• _Required work_: Keep only the lines that hold the string "positive", filtering out the rest of the entries below.

━━━━━━━━━━━━━━━━

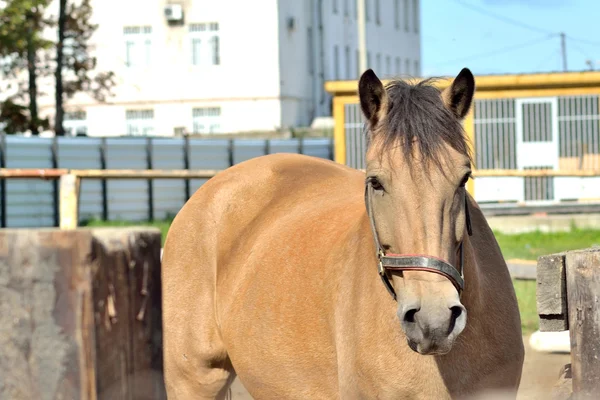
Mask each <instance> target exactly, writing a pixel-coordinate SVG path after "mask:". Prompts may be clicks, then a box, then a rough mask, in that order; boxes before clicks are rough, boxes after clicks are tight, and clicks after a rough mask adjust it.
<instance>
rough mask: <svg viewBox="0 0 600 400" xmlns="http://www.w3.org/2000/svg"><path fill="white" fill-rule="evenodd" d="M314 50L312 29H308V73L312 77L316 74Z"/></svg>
mask: <svg viewBox="0 0 600 400" xmlns="http://www.w3.org/2000/svg"><path fill="white" fill-rule="evenodd" d="M312 49H313V34H312V28H311V27H308V29H307V31H306V51H307V55H308V57H307V59H308V73H309V74H310V75H311V76H312V75H314V74H315V59H314V55H313V54H314V53H313V51H312Z"/></svg>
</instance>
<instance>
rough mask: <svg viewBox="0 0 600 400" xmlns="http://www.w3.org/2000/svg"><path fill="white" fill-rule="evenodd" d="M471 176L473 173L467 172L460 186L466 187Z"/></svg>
mask: <svg viewBox="0 0 600 400" xmlns="http://www.w3.org/2000/svg"><path fill="white" fill-rule="evenodd" d="M470 177H471V173H470V172H469V173H467V174H465V176H464V177H463V180H462V181H461V182H460V187H465V185H466V184H467V182H468V181H469V178H470Z"/></svg>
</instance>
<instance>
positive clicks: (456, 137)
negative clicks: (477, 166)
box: [367, 78, 472, 168]
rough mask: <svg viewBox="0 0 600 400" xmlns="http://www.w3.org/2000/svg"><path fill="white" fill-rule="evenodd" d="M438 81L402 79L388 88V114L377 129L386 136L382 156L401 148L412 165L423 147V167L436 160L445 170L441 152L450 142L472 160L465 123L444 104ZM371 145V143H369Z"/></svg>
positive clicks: (451, 145)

━━━━━━━━━━━━━━━━

• _Final answer_:
positive clicks: (456, 137)
positive clicks: (451, 145)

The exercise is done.